What to produce: Find and copy each line of the data that includes "instance".

Dataset content:
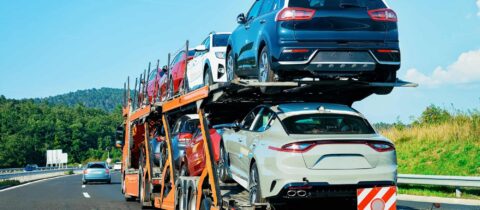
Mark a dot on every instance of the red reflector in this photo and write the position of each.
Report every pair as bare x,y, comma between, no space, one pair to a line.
387,51
383,15
300,188
296,51
295,13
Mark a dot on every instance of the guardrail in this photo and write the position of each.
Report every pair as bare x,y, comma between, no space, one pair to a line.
453,181
16,170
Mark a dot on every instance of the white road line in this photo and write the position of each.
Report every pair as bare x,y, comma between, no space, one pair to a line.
86,195
29,183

Response to the exercise:
Mark a dot on every instance of the red reflector in this photo and write the position of each.
Mark a dot on every instance of the guardrail in this photo and write the position of each.
Mark a dot on every instance of the white road line in this photo and write the position of each.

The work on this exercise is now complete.